STUDY TEXT:
____

But I did and they answered, and it grew better as they talked and laughed and swapped stories about floormates. It was loud and active, and it felt good, it seemed classic, like a class out of my early career when a lack of cellphones and laptops forced everyone to talk to each other.

But one young quiet woman mumbled to herself when I asked how they felt when they got here. No one else noticed or heard as they were already involved in the group conversation, but I noticed. Quietly I asked her what she said so she could repeat it to me and not the class or she already would have, but she just said, “Nothing. Forget it.”

“Seriously,” I said. “I’m just curious, that’s all.”

She stared at me for a long ten seconds and said, “I’m terrified.” I nodded to her. She put her head back and I could see her eyes welling up. “I’m just fucking terrified!” she said louder, and the room quieted down. She ran her hand through her hair, sat up, and shrugged us off. “Forget it, just forget it.”

We were quiet just long enough for her to talk again. “I’m just terrified. I don’t know anyone and when I try and meet them they shrug me off. They do that to everyone. Everyone does it. I don’ t know how psycho these people are! I try and meet them but they never come out of their room! I’ve never been lonelier surrounded by so many people!

One compassionate classmate, whether she meant it or not, said, “I feel the same way. Every single night.”

The first one said she can’t keep calling home. She said her advisor said to her, “You must have some idea of what you want to major in; what you want to do with your life.” Her voice broke at the end of it, and she moved like she was going to add more, but she just looked out the window, her eyes red and swollen. Then to herself, she said, What I want to do with my life?! Are you serious!?

____

EXERCISE DIRECTIONS: In the classroom passage, what does the compassionate classmate say in response to the young woman's outburst?

____

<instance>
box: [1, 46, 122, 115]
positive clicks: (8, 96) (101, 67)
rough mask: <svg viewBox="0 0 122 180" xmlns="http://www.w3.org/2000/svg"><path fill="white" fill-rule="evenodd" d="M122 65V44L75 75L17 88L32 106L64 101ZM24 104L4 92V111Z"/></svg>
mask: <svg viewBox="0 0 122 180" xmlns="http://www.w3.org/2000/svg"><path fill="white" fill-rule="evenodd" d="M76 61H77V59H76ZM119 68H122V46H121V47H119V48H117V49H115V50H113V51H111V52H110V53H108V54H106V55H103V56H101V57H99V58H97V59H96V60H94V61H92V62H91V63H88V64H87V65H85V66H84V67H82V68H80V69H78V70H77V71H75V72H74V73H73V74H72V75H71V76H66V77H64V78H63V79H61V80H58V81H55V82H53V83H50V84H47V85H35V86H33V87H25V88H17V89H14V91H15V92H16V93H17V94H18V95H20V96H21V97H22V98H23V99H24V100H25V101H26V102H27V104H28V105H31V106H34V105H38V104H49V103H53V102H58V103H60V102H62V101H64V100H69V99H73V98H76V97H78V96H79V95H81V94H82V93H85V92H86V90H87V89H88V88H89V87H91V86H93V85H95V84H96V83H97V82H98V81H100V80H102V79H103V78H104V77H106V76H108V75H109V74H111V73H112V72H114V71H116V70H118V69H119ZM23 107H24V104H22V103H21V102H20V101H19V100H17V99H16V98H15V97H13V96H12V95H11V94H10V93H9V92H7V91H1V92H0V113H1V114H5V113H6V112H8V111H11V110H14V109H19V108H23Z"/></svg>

____

RESPONSE BELOW: "I feel the same way. Every single night."